» **TO DO**:
Reproduce exactly, from the data that follows, the line with "Tag gravel walkway in this screenshot.", the line with "Tag overcast sky in this screenshot.", and every line that lies between them.

» **RECORDED DATA**:
......

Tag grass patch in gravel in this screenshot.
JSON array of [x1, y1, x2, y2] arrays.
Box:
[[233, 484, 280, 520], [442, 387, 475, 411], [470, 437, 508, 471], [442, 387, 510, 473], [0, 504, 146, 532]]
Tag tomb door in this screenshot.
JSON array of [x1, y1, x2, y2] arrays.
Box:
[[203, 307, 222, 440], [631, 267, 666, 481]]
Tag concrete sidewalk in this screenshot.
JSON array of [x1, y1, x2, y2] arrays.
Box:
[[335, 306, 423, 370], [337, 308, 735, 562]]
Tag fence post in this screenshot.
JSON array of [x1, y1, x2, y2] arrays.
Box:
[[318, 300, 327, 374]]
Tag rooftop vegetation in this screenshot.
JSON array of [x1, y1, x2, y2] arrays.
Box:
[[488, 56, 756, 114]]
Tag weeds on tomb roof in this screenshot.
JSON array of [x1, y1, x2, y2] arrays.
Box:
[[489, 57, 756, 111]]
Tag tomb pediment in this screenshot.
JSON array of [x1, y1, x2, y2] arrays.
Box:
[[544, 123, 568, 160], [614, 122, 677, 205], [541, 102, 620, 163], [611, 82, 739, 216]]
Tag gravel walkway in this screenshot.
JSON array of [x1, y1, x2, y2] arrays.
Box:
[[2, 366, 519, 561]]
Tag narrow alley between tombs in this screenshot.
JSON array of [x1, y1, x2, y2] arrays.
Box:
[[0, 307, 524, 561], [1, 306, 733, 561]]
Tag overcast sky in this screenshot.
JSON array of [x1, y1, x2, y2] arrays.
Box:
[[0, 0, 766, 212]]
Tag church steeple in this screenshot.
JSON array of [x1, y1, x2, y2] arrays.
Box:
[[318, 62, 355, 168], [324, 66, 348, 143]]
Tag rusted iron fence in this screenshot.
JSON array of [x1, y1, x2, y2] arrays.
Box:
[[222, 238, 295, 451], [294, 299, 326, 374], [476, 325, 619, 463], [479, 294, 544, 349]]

......

» **RESULT OF THIS TASK**:
Tag gravel walkway in this screenshot.
JSON array of [x1, y1, x2, y2] arrays.
Box:
[[2, 366, 519, 561]]
Tag narrow alley between tombs in this screenshot.
JSON array of [x1, y1, x2, y2] arrays.
Box:
[[0, 307, 524, 561], [1, 306, 733, 561]]
Tag overcast sky in this screenshot.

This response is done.